▶ [EXTRACT]

** start **

How to create a Python 2.7 virtual environment using Python 3.7
Asked Answered
M

3

22

I have Python 3.7 but I would like to create a Python 2.7 virtual environment to run some code that only works on Python 2.7.

How do I create this python 2.7 virtual environment?

python3 -m venv

Like this?

Metaphysic answered 12/1, 2021 at 13:46 Comment(0)
M
28

When creating virtual environment, a pyvenv.cfg is created that has home key which tells where the python executable is, which was used to create the virtual environment. If your global python installation is version 3.8.6, and you run

python3 -m venv something

you will create virtual environment in folder something, that has pyvenv.cfg that points to the python executable of the Python 3.8.6 installation. There is no easy way* to make it point to the Python 2.7 executable.

What can you do?

** end **

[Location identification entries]
** start **

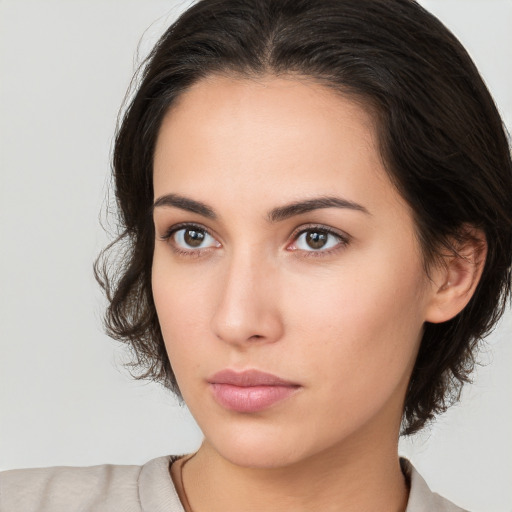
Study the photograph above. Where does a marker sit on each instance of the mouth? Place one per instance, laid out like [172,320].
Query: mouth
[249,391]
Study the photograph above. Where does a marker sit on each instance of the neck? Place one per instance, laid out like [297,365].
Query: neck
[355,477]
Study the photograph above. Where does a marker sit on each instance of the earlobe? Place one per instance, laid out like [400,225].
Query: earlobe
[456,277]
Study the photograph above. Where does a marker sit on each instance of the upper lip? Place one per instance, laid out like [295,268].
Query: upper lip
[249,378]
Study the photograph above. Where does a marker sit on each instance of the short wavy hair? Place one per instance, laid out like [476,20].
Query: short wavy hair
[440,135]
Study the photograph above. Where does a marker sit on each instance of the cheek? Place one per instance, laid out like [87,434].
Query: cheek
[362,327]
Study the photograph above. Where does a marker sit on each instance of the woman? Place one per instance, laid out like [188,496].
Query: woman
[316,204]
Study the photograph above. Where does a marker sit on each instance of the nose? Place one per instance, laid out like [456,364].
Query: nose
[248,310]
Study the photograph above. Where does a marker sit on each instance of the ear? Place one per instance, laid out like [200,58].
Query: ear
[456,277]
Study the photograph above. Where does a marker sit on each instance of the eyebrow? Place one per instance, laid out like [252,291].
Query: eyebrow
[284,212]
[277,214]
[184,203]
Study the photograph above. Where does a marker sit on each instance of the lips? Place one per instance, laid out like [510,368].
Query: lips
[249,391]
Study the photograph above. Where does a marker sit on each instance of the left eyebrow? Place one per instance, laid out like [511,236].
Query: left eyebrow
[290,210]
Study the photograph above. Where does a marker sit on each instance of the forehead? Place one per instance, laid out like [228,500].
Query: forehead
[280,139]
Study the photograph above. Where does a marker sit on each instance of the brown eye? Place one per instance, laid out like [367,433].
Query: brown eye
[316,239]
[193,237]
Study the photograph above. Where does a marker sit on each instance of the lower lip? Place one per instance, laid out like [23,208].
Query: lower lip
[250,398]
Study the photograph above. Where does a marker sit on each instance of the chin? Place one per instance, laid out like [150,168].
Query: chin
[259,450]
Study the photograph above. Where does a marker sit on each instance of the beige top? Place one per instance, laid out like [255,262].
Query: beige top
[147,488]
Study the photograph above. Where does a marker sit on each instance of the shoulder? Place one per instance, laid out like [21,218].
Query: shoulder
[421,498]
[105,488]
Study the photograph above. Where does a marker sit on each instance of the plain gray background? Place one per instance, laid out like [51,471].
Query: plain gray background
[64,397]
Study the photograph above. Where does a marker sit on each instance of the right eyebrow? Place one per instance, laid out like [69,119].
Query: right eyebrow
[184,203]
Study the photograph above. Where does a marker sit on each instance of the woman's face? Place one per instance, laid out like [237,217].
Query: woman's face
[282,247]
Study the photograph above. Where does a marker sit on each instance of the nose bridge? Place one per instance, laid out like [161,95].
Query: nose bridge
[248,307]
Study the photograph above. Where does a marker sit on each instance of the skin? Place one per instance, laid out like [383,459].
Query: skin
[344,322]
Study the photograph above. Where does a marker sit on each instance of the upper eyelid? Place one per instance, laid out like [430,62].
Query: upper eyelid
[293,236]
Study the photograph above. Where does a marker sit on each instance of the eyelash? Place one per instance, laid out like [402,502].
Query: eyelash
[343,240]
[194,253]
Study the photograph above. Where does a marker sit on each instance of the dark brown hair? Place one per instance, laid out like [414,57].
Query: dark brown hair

** end **

▶ [SET PROBLEM A] In the Python virtual environment Q&A, which file holds the key that records where the Python executable used to create the environment is located?
▶ [SET PROBLEM B] Pick up the Python 2.7 virtual environment answer from where it stops.

▶ [EXPECTED ANSWER A] The pyvenv.cfg file, through its home key.

▶ [EXPECTED ANSWER B]
virtualenv as venv replacement

The venv module was introduced in Python 3.3, so you cannot use it to create virtual environments with python 2.7. You could use the virtualenv package which is a superset of venv. First, install it with python 2.7**:

python -m pip install virtualenv

If Python 2.7 is not on your PATH as python, use full path to the python executable in place of python. Then, you can create virtual environments that have Python 2.7 with

virtualenv something

or

virtualenv --python=python2.7 something 

* It is not supported by the venv module out of the box, at least.
** You can actually install it with any Python version, but then you will have to specify --python=/opt/python-2.7/bin/python or --python=python2.7 when running virtualenv. By default, it uses the python executable that was used to install it.

Mcclinton answered 12/1, 2021 at 14:7 Comment(0)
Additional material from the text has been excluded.